» **Your assignment**
In the entries below, find the line with "[(310, 45), (125, 234)]" and the line with "[(293, 286), (259, 163), (384, 207), (257, 58)]". Return those two lines and all lines between them, exactly.

» **Excerpted records**
——————————
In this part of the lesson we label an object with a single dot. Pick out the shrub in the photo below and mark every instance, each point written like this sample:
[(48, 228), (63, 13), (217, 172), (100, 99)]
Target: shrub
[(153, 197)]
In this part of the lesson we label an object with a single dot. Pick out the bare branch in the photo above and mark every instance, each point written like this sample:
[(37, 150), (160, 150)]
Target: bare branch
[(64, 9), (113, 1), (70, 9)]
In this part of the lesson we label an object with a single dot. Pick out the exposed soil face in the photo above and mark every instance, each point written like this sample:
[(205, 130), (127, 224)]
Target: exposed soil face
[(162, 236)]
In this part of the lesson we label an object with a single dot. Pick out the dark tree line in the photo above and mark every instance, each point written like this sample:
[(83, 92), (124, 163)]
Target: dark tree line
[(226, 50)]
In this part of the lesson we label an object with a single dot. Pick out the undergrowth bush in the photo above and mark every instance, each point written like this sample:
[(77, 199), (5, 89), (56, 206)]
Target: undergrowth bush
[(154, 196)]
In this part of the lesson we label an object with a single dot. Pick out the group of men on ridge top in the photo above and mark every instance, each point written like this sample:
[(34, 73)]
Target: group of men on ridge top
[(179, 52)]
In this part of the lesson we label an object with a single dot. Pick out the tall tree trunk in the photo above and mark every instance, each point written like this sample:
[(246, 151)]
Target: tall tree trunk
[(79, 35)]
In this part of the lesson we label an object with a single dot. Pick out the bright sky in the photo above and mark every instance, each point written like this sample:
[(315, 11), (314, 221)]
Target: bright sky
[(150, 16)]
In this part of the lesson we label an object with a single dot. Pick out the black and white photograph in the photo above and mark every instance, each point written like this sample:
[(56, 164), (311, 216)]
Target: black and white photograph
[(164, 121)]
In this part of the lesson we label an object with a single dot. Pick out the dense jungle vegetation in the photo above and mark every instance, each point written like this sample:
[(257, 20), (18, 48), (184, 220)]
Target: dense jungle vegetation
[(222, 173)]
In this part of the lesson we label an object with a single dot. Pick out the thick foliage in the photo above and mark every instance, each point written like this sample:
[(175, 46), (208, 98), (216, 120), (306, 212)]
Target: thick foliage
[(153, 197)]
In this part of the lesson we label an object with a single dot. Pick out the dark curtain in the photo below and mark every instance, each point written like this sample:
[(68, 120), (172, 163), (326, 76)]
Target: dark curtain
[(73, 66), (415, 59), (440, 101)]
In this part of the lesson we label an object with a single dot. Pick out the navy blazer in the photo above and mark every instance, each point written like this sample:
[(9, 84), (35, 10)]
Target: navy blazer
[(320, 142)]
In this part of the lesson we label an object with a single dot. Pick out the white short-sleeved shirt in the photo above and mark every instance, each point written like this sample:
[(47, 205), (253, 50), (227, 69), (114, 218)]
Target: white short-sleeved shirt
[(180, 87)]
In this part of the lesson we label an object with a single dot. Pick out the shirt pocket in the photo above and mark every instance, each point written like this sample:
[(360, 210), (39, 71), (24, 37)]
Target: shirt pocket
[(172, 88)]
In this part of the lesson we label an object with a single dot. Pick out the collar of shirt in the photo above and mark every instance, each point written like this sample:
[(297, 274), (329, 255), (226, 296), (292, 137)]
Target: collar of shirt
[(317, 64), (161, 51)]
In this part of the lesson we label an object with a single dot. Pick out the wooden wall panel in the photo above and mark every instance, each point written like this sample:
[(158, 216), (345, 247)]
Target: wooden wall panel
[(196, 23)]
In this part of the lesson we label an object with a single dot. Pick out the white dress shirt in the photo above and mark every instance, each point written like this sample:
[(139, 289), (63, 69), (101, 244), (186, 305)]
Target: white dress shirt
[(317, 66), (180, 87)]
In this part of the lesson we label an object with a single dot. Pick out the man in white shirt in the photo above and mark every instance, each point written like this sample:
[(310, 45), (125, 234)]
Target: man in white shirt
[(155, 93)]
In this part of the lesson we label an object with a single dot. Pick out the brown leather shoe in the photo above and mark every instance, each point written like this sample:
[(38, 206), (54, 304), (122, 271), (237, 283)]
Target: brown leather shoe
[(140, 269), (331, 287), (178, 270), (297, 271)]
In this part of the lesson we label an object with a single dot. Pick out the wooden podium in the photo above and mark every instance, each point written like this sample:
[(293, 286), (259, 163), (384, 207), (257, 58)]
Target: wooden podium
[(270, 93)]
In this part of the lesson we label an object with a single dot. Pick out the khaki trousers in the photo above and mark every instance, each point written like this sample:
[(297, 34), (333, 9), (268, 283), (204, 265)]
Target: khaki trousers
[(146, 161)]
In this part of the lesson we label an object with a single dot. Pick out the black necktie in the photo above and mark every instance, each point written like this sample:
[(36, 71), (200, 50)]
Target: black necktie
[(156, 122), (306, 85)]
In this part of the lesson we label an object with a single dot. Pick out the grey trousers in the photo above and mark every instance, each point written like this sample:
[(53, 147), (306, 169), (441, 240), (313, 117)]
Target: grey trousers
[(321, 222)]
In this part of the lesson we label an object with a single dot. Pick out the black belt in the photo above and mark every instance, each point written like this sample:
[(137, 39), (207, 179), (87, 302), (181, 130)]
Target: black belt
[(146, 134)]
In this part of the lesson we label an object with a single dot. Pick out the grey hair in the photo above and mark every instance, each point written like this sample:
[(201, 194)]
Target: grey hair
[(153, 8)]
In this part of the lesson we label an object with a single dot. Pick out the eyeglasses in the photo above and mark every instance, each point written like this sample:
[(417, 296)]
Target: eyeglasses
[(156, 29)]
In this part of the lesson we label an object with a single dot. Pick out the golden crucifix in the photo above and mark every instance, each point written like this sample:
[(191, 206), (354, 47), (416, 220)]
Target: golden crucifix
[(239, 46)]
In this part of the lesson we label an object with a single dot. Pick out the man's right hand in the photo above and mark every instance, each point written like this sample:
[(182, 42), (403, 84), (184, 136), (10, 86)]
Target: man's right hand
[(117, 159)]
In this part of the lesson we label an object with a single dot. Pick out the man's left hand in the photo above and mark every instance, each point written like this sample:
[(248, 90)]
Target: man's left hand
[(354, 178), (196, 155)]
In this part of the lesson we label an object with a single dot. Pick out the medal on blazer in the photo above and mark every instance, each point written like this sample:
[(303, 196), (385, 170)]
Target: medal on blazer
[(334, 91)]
——————————
» **Written solution**
[(310, 45), (125, 234)]
Target: man in white shirt
[(155, 93)]
In this part of the lesson we label an object with a single dot. Pick out the brown leather shoe in the photo above and mark every instance, each point written like this sample:
[(38, 206), (54, 304), (122, 271), (237, 283)]
Target: brown leather shoe
[(140, 269), (331, 287), (178, 270), (297, 271)]
In this part of the lesson we label an object with a single dot. Pick out the wooden podium in the photo above and mark every instance, each point written like this sample:
[(293, 286), (259, 163), (384, 207), (257, 58)]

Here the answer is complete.